_Records_
========================

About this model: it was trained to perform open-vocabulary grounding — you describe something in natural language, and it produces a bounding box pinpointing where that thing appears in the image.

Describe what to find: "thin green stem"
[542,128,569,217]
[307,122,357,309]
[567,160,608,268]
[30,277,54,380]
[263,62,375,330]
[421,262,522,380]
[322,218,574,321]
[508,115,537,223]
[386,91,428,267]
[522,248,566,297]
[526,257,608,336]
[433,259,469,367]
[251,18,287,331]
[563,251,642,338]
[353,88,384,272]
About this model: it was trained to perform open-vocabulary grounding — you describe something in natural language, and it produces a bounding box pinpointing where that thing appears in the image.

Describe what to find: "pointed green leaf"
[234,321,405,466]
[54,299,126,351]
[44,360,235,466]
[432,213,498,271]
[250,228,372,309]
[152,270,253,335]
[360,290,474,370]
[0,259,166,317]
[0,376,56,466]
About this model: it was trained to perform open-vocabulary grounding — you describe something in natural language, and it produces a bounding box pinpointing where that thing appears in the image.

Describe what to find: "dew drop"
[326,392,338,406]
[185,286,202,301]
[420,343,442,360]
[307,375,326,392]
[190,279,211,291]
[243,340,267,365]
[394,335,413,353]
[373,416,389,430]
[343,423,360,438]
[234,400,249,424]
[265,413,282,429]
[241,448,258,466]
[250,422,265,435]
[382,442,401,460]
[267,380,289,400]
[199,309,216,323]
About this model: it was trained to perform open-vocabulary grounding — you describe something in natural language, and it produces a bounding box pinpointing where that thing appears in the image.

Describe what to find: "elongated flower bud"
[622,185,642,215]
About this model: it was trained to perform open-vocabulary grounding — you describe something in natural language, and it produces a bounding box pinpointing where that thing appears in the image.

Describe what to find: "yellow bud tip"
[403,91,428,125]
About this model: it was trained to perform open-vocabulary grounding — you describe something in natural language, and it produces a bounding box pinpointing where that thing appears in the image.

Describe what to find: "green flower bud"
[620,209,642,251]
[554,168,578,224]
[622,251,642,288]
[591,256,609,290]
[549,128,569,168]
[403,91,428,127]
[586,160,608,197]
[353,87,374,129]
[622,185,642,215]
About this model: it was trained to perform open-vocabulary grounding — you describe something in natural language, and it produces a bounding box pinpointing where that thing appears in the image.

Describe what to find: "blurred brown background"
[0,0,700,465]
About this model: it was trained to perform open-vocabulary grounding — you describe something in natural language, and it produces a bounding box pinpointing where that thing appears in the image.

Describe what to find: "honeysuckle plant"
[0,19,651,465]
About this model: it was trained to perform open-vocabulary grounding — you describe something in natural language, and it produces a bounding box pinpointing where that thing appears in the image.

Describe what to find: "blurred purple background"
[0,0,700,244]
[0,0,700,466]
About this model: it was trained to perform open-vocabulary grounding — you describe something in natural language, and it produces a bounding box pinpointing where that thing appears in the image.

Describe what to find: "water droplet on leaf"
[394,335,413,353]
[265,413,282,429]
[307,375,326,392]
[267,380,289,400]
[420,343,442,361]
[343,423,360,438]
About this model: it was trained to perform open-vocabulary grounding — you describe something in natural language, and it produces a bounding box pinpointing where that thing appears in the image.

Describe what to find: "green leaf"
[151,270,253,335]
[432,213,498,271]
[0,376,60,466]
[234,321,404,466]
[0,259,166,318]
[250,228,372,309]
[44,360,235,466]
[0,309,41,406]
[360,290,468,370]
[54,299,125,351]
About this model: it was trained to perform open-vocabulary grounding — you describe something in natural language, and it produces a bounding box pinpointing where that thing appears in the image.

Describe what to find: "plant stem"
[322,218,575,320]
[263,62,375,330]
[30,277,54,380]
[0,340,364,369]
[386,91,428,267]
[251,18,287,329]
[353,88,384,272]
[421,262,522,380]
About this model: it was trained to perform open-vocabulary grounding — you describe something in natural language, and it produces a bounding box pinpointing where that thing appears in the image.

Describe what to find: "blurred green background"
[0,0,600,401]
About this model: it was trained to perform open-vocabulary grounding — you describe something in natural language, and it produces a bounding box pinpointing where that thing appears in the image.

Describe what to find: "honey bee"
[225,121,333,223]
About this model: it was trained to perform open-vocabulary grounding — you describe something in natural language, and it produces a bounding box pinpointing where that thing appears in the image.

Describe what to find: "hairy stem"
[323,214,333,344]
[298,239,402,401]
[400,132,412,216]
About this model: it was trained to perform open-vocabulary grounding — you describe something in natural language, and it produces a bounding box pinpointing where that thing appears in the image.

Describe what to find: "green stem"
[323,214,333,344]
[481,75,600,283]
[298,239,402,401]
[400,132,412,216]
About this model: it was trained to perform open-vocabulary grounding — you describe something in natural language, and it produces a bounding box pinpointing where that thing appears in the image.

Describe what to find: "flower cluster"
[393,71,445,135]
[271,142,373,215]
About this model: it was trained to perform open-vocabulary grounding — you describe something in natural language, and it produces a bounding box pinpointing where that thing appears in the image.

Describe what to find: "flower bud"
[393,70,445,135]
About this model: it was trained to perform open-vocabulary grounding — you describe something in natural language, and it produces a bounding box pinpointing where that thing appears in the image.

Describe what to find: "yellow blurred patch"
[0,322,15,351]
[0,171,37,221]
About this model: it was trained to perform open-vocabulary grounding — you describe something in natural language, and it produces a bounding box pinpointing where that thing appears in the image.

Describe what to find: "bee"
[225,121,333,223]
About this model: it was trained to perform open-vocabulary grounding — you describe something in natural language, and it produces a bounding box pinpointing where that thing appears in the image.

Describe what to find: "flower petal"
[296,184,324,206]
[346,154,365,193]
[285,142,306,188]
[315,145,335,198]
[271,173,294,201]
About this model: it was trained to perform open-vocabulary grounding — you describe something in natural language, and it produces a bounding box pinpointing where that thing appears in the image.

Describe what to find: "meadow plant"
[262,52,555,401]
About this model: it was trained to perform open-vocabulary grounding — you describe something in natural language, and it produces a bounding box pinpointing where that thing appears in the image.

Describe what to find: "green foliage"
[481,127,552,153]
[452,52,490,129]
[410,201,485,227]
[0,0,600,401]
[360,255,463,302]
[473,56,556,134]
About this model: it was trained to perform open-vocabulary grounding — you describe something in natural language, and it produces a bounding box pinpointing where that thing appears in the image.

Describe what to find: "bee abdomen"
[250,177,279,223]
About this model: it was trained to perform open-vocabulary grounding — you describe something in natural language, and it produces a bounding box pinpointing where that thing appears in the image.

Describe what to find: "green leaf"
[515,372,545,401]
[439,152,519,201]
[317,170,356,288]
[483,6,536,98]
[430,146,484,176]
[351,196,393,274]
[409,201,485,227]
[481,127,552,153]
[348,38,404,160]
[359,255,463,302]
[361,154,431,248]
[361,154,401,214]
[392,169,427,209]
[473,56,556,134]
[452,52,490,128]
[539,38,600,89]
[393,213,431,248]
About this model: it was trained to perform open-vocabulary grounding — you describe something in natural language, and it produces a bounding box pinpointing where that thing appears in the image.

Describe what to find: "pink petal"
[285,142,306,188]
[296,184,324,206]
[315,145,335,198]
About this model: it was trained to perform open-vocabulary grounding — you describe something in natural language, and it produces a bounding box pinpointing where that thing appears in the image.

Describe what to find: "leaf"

========================

_Requirements_
Return every record, word for word.

_Output_
About this model: it was trained to perform open-vocabulary grounding — you describe something in natural language, and it produces a bounding box pinpointing where that thing appears in the image.

Describe what to find: "thin green stem"
[542,128,569,217]
[307,122,357,309]
[567,160,608,268]
[30,277,54,380]
[263,62,375,330]
[421,262,522,380]
[322,218,574,321]
[508,115,537,223]
[386,91,428,267]
[522,248,566,297]
[526,257,608,336]
[433,259,469,367]
[251,18,287,331]
[563,251,642,338]
[353,88,384,272]
About this model: it was trained to perform open-vocabulary grounding — you describe something in natural language, and it produces a bounding box pinpointing where that thing appears in the image.

Describe what to find: "pointed green leaf"
[234,321,405,466]
[54,299,126,351]
[44,360,235,466]
[432,213,498,271]
[250,228,372,309]
[152,270,253,335]
[360,290,474,370]
[0,259,166,317]
[0,376,56,466]
About this model: it was trained to perform open-vocabulary grounding — you describe something in natural language, and it produces a bounding box pinpointing where that thing appears in the image.

Describe what to find: "dew drop"
[326,392,338,406]
[185,286,202,301]
[420,343,442,360]
[307,375,326,392]
[190,279,211,291]
[243,340,267,365]
[394,335,413,353]
[373,416,389,430]
[343,423,360,438]
[234,400,249,424]
[265,413,282,429]
[241,448,258,466]
[250,422,265,435]
[382,442,401,460]
[267,380,289,400]
[199,309,216,323]
About this model: it was trained to perform open-vocabulary grounding — you describe something in natural language, and it produces a bounding box pinpointing where that thing appears in the image.

Describe what to find: "elongated flower bud"
[622,185,642,215]
About this model: it was trained to perform open-vocabulary grounding — you describe something in natural language, and it produces a bounding box pinpointing where that thing appears in the image.

Describe what to find: "yellow bud tip"
[403,91,428,125]
About this model: it was trained to perform open-vocabulary grounding — you describe something in natural language, and it produces a bounding box pinpointing where that thing appears in the image.

Describe what to find: "green flower bud"
[620,209,642,251]
[554,168,578,224]
[622,251,642,288]
[591,256,609,290]
[549,128,569,168]
[403,91,428,127]
[586,160,608,197]
[353,87,374,129]
[622,185,642,215]
About this model: it was trained to perform open-vocabulary grounding — you describe something in natural language, and it produces a bounding box pinpointing where that thing appears in the image.

Describe what to find: "blurred brown background"
[0,0,700,465]
About this model: it was trained to perform open-vocabulary grounding — you describe something in natural language, and it produces a bounding box pinpointing where that thing appears in the image.

Describe what to find: "honeysuckle plant"
[0,19,651,465]
About this model: it was trained to perform open-vocabulary grounding — you describe something in natural language, and it produces a bounding box pinpointing where that thing appears in the image.

Describe what to find: "blurred purple background"
[0,0,700,244]
[0,0,700,466]
About this model: it was trained to perform open-vocabulary grounding — you describe something in natural language, and it produces a bounding box pinpointing where that thing appears in the image.

Describe what to find: "water droplet on leaf"
[394,335,413,353]
[265,413,282,429]
[307,375,326,392]
[267,380,289,400]
[420,343,442,361]
[343,423,360,438]
About this model: it was trained to perform open-vocabulary grounding — you describe something in natural language, and it produces a bounding box pinpointing where that thing appears in the image.

Describe what to find: "green leaf"
[151,270,253,335]
[432,213,498,271]
[0,376,60,466]
[234,321,404,466]
[0,259,166,318]
[250,228,372,309]
[44,360,235,466]
[0,309,41,406]
[360,290,468,370]
[54,299,125,351]
About this model: it was trained to perform open-vocabulary grounding — you describe something in natural language, and it produces a bounding box pinpointing where that thing appears in the image.

Describe what to find: "plant stem"
[322,218,575,320]
[263,62,375,330]
[30,277,54,380]
[0,340,364,369]
[386,91,428,267]
[251,18,287,329]
[353,88,384,272]
[421,262,522,380]
About this model: it was trained to perform open-vocabulary grounding — you describe something in natural language, and it produces a bounding box pinpointing where that thing appears in the image.

Describe what to find: "blurred green background"
[0,0,600,401]
About this model: it was trained to perform open-vocabulary grounding — you describe something in natural language, and it produces a bounding box pinpointing where that thing appears in the image.

Describe what to find: "honey bee"
[225,121,333,223]
About this model: it was trained to perform open-vocabulary grounding — you describe something in natural language, and it produces a bounding box pinpointing where that thing appears in the image.

Describe what to find: "hairy stem"
[323,214,333,344]
[298,239,402,401]
[400,132,412,216]
About this model: it was trained to perform open-vocabulary grounding — you describe something in natural language, and it produces a bounding box pinpointing where that thing appears in the image.

Describe what to find: "green stem"
[323,214,333,344]
[481,75,600,283]
[298,239,402,401]
[400,132,412,216]
About this model: it was trained to perform open-vocabulary grounding — you describe something in natural language, and it produces a bounding box pinpointing where that thing appears in the image.

Describe what to find: "flower cluster"
[393,71,445,135]
[271,142,373,215]
About this model: it was trained to perform open-vocabulary grounding — you describe something in natural language, and it produces a bounding box pinpointing where that thing appears in the image.

Describe what to find: "flower bud"
[393,70,445,135]
About this model: it was trained to perform open-vocabulary grounding — you describe something in natural language, and it produces a bounding box pinpointing where that thing appears in the image.

Describe what to find: "yellow blurred patch"
[0,322,15,351]
[0,171,37,221]
About this model: it was trained to perform open-vocabulary grounding — you describe something in natural language, and it produces a bounding box pinpointing where that thing appears in the image.

Describe what to find: "bee"
[225,121,333,223]
About this model: it was trained to perform open-vocabulary grounding — you describe something in natural language, and it produces a bounding box pinpointing where that thing appears in the image.

Describe what to find: "flower petal"
[296,184,324,206]
[346,154,365,193]
[285,142,306,188]
[315,145,335,198]
[271,173,294,201]
About this model: it was trained to perform open-vocabulary grounding — you describe something in natural language, and it produces a bounding box pinpointing where that thing appears in the image.

Describe what to find: "meadow plant"
[262,52,555,401]
About this model: it was trained to perform open-vocabulary grounding — you describe something in natural language, and it produces a bounding box pinpointing where that thing appears in the image.

Describe what to find: "green foliage"
[481,127,552,153]
[452,52,490,129]
[410,201,485,227]
[0,0,600,401]
[360,255,463,302]
[473,56,556,134]
About this model: it was trained to perform open-vocabulary grounding — you describe something in natural language, and it produces a bounding box pinpointing where that thing appears in the image.

Describe what to find: "bee abdomen"
[250,177,279,223]
About this model: it was trained to perform open-vocabulary grounding — you describe something in natural language, and it produces a bounding box pinpointing where that thing appears in the image.

Describe what to find: "green leaf"
[515,372,545,401]
[439,152,519,201]
[317,170,356,288]
[483,6,536,98]
[430,146,484,176]
[351,196,393,274]
[409,201,485,227]
[481,127,552,153]
[348,38,404,160]
[359,255,463,302]
[361,154,431,248]
[361,154,401,214]
[392,169,427,209]
[473,56,556,134]
[452,52,490,128]
[539,38,600,89]
[393,213,431,248]
About this model: it was trained to perform open-vocabulary grounding — you describe something in natural language, and it produces a bounding box pinpointing where that thing appears in the image.

Describe what to find: "pink petal"
[285,142,306,188]
[296,184,324,206]
[315,145,335,198]
About this model: it was trained to perform open-vocabulary grounding — you describe something in natural language, and it produces a bounding box pinpointing where that thing appears in the image.

Describe what to find: "leaf"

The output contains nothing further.